## Your instructions
Extract every row below, reproducing each of its lines character for character.

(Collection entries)
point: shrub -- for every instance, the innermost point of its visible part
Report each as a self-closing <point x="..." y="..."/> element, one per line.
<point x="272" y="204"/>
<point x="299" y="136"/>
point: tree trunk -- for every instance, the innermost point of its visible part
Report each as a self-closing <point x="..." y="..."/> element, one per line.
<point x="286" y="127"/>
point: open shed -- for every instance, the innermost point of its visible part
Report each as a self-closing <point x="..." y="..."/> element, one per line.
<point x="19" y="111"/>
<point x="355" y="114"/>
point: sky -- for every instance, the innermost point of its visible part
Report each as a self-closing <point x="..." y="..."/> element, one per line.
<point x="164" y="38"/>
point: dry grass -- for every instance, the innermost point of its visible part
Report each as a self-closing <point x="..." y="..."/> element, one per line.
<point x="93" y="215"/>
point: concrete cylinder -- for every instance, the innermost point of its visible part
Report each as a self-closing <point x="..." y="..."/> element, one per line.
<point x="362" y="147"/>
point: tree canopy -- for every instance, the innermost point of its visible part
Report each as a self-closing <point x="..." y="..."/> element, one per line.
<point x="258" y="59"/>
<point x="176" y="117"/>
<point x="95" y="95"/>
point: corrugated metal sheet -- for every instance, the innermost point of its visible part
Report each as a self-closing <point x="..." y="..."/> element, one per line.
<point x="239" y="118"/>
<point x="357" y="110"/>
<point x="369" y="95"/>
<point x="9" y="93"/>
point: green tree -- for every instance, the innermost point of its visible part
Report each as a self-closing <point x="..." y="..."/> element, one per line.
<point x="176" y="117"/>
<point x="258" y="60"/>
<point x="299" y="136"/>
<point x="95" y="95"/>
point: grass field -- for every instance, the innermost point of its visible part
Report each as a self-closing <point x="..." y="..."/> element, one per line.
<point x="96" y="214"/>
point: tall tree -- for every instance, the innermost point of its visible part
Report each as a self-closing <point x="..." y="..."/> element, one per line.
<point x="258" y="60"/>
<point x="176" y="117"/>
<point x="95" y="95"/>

## Worked solution
point: shrub -- for every instance, the innermost point of its visible part
Report each as a self-closing <point x="..." y="..."/> element, one per line.
<point x="272" y="204"/>
<point x="299" y="136"/>
point: tree trunk -- for every instance, the innermost point of its visible part
Report each as a self-closing <point x="..." y="..."/> element, one per line.
<point x="286" y="127"/>
point: open shed -- for every instance, the innermost point of its visible part
Report each as a self-closing <point x="..." y="..."/> element, one per line.
<point x="19" y="111"/>
<point x="355" y="114"/>
point: sky -- for every instance, the innermost point of its visible part
Report each as a self-closing <point x="..." y="..."/> element, one per line.
<point x="164" y="38"/>
point: dry grass -- for every instance, the innermost point of its visible part
Report each as a self-closing <point x="..." y="..."/> element, one per line.
<point x="93" y="215"/>
point: concrete cylinder -- for every instance, the innermost point of its visible part
Report each as a self-closing <point x="..." y="..."/> element, one per line.
<point x="362" y="147"/>
point: tree canopy -- for every instance, the innermost point of its visible part
Report each as a self-closing <point x="..." y="..."/> element, one per line.
<point x="258" y="59"/>
<point x="176" y="117"/>
<point x="95" y="95"/>
point: corrugated metal sheet -- for every instance, the innermost point of its visible part
Report each as a self-closing <point x="..." y="..."/> element, one per line.
<point x="239" y="118"/>
<point x="357" y="110"/>
<point x="369" y="95"/>
<point x="9" y="93"/>
point: green tree -- for every instance, the innermost point of its visible part
Report each as a self-closing <point x="..." y="..."/> element, one per line.
<point x="176" y="117"/>
<point x="258" y="60"/>
<point x="299" y="136"/>
<point x="95" y="95"/>
point: grass field -- for every instance, the innermost point of its visible part
Report each as a self-closing <point x="..." y="..."/> element, one per line.
<point x="96" y="214"/>
point: tall tree -- for every instance, the innermost point of its visible part
Report each as a self-closing <point x="..." y="..."/> element, one per line.
<point x="258" y="60"/>
<point x="176" y="117"/>
<point x="95" y="95"/>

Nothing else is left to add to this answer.